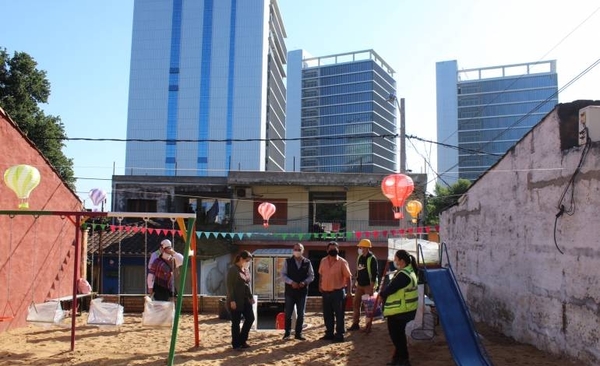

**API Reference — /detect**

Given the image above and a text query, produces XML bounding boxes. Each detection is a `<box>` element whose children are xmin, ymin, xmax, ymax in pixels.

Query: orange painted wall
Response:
<box><xmin>0</xmin><ymin>110</ymin><xmax>82</xmax><ymax>331</ymax></box>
---
--- What you will do ---
Reproduce the material in its entirety and word for word, without the pictures.

--- Response ---
**API Reference — /detect**

Given the image above and a text query, produces XML bounding boxes. Each detection is a `<box>` element whose children are xmin, ymin, xmax, ymax in pixels.

Query: orange painted wall
Response:
<box><xmin>0</xmin><ymin>110</ymin><xmax>82</xmax><ymax>331</ymax></box>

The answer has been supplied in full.